EXTRACTED TEXT =
In petitions for review on certiorari like the instant case, the Court invariably sustains the unanimous factual findings of the LA, the NLRC and the CA, specially when such findings are supported by substantial evidence and there is no cogent basis to reverse the same, as in this case.[22]

The second assigned error properly raises a question of law as it involves the determination of whether or not a teacher's overload pay should be considered in the computation of his or her 13th-month pay. In resolving this issue, the Court is confronted with conflicting interpretations by different government agencies.

On one hand is the opinion of the Bureau of Working Conditions of the DOLE dated December 9, 1991, February 28, 1992 and November 19, 1992 to the effect that if overload is performed within a teacher's normal eight-hour work per day, the remuneration that the teacher will get from the additional teaching load will form part of the basic wage.[23]

This opinion is affirmed by the Explanatory Bulletin on the Inclusion of Teachers' Overload Pay in the 13th-Month Pay Determination issued by the DOLE on December 3, 1993 under then Acting DOLE Secretary Cresenciano B. Trajano. Pertinent portions of the said Bulletin read as follows:
  1. Basis of the 13th-month pay computation
    The Revised Implementing Guidelines of the 13th-Month Pay Law (P.D. 851, as amended) provides that an employee shall be entitled to not less than 1/12 of the total basic salary earned within a calendar year for the purpose of computing such entitlement. The basic wage of an employee shall include:

    “x x x all remunerations or earnings paid by his employer for services rendered but do not include allowances or monetary benefits which are not considered or integrated as part of the regular or basic salary, such as the cash equivalent of unused vacation and sick leave credits, overtime, premium, night differential and holiday pay, and cost-of-living allowances. However, these salary-related benefits should be included as part of the basic salary in the computation of the 13th month pay if by individual or collective agreement, company practice or policy, the same are treated as part of the basic salary of the employees.”

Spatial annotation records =

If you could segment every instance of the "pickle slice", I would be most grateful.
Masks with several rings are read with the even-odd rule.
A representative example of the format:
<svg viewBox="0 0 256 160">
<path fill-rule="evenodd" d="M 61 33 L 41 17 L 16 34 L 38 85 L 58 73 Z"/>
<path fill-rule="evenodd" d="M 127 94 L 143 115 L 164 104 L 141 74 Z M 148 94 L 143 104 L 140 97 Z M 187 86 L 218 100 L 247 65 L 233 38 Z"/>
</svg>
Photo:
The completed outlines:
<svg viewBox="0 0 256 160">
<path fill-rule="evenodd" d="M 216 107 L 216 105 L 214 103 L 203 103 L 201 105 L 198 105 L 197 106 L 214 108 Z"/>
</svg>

EXERCISE DESCRIPTION = Please copy word for word the part of the ruling on teachers' overload pay that opens with the words containing "The second assigned" and closes with "different government agencies.".

COMPLETE RESPONSE =
The second assigned error properly raises a question of law as it involves the determination of whether or not a teacher's overload pay should be considered in the computation of his or her 13th-month pay. In resolving this issue, the Court is confronted with conflicting interpretations by different government agencies.